## [WHAT IS NEEDED]
Every record below should be repeated exactly. Omit the pictures.

## [LISTED ENTRIES]
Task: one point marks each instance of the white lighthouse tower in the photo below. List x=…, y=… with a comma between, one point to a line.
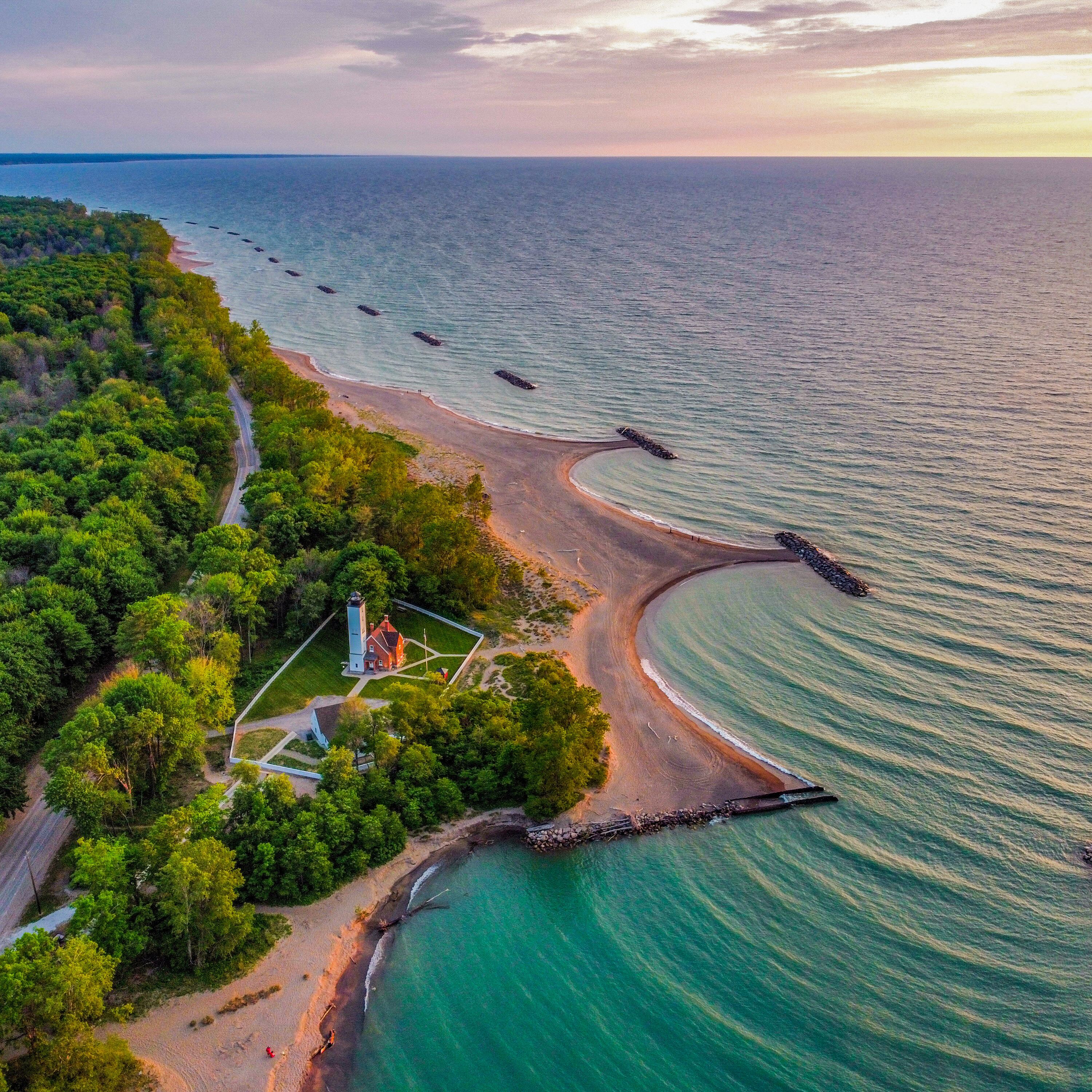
x=356, y=630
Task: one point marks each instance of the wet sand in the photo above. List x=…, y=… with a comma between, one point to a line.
x=537, y=509
x=183, y=258
x=328, y=941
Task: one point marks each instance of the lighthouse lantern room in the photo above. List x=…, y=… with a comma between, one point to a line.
x=356, y=632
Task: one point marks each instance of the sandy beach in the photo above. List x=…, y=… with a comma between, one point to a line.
x=184, y=258
x=537, y=509
x=328, y=938
x=661, y=759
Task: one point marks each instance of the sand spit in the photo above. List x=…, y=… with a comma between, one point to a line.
x=327, y=941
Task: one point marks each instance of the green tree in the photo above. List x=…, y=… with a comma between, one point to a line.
x=565, y=728
x=111, y=913
x=45, y=986
x=197, y=893
x=77, y=1062
x=210, y=685
x=154, y=634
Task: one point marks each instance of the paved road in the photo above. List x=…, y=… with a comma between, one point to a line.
x=246, y=457
x=37, y=830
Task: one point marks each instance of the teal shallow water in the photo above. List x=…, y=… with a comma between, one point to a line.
x=891, y=359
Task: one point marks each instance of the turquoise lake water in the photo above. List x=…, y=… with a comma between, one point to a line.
x=890, y=357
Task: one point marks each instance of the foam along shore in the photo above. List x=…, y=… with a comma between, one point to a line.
x=184, y=258
x=329, y=938
x=662, y=759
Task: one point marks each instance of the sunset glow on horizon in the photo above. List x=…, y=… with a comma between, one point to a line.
x=551, y=78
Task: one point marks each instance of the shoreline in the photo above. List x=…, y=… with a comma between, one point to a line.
x=632, y=562
x=331, y=1072
x=530, y=471
x=313, y=966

## [RESULT FOR THIS EXERCISE]
Task: one point marks each instance of the white lighthouse tower in the photo below. List x=…, y=… with a comma between, one point to a line.
x=356, y=630
Task: one point marks each instance of the wet sand in the photo above. List x=…, y=… with a comma between, one point to a line.
x=537, y=509
x=183, y=258
x=328, y=941
Task: one point marks each instance of the lighthouse lantern room in the photo above. List x=…, y=… with a comma between, one point to a line.
x=356, y=632
Task: one point marks each instance of the sandy beach in the photo above. List x=…, y=… with a comma between, one point to a line.
x=184, y=258
x=537, y=509
x=328, y=938
x=661, y=759
Task: one point marks each instance of the sand spit in the photo above. List x=…, y=… with a comma between, one point to a line.
x=327, y=941
Task: one point marks each instance of the green tree in the photo above. List x=…, y=… with a comma between, one point to a line.
x=565, y=728
x=111, y=913
x=45, y=986
x=197, y=893
x=77, y=1062
x=210, y=685
x=154, y=634
Task: one point marks each instance of the paved road in the photo above. List x=…, y=… with a comma between, one point to a line.
x=246, y=457
x=37, y=830
Task: one point marks each instance of the teal shallow water in the photo above. List x=…, y=… with a comma between, one point to a line.
x=891, y=359
Task: one point marks each instance of the turquoise lake water in the photo above. List x=…, y=… with a comma between, one point to a line.
x=890, y=357
Task: one point marks each instance of the foam along shore in the photo above. List x=…, y=… with a comma between, one point to a line.
x=184, y=258
x=329, y=938
x=662, y=759
Task: one point marks each instance of the sunset glow on horizon in the photo above. List x=…, y=… with a comma between, one point to a line.
x=551, y=78
Task: one point marks each instance of the shoreline in the photo above. List x=…, y=… with a comma between, one point to a line.
x=632, y=562
x=331, y=1072
x=530, y=471
x=313, y=966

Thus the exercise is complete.